■ **YOUR TASK**: Your task is to print each entry exactly as written.

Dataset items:
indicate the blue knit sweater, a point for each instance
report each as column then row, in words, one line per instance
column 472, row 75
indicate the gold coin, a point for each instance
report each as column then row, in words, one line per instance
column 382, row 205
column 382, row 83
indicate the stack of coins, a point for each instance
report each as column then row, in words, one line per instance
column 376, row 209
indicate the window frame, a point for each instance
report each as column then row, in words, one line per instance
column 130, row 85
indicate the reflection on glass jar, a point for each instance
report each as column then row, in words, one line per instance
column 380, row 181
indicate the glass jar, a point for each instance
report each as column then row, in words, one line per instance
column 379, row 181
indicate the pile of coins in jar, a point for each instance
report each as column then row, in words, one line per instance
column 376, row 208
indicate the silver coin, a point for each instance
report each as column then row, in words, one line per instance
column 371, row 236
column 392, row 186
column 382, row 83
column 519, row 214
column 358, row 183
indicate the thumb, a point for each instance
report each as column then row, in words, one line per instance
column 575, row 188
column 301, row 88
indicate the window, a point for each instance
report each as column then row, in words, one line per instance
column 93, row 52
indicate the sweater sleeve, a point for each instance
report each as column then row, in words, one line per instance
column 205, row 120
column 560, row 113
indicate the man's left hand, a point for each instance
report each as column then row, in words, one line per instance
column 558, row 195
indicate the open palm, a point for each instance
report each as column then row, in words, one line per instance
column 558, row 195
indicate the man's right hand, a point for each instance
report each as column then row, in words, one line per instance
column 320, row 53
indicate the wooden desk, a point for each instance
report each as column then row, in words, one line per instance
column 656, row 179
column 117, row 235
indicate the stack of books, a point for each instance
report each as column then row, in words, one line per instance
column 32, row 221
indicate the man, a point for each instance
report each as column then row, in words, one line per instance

■ **EXPECTED OUTPUT**:
indicate the blue knit sweater, a point for each instance
report each as column then row, in words, one line per instance
column 472, row 75
indicate the gold coin, a point for each instance
report each as column then row, in words, one line per instance
column 382, row 205
column 382, row 83
indicate the stack of coins, a point for each instance
report each as column then row, in words, one line per instance
column 376, row 209
indicate the window frame, a point for each instance
report each as column then row, in words, one line per instance
column 130, row 85
indicate the reflection on glass jar, a point for each instance
report each as column then row, in words, one line per instance
column 380, row 181
indicate the glass jar, a point for each instance
report each as column then row, in words, one line per instance
column 379, row 181
indicate the pile of coins in jar, a point for each instance
report each as column then row, in words, one line per instance
column 376, row 208
indicate the silver coin, a point for each instance
report each as column then row, in words, one line per instance
column 371, row 236
column 392, row 186
column 382, row 83
column 519, row 214
column 358, row 183
indicate the thumb, a point for each instance
report each as column then row, in words, one line per instance
column 575, row 188
column 301, row 88
indicate the window, a point for each instance
report each as column then row, in words, one line per instance
column 93, row 52
indicate the sweater sleeve, a point for each instance
report each as column then row, in words, one line per instance
column 205, row 120
column 560, row 113
indicate the man's left hand, a point for each instance
report each as column then row, in words, one line per instance
column 558, row 195
indicate the open palm, a point for each instance
report each as column then row, in words, one line per instance
column 558, row 195
indicate the man's right hand, a point for each instance
report each as column then row, in words, one line per instance
column 320, row 53
indicate the wooden desk, a point for each instance
report each as column then row, in words, one line per instance
column 656, row 179
column 117, row 235
indicate the stack of books, a point for each instance
report each as column then row, in words, one line per instance
column 32, row 221
indicate the man, a point for each instance
report each as column then row, in words, one line per instance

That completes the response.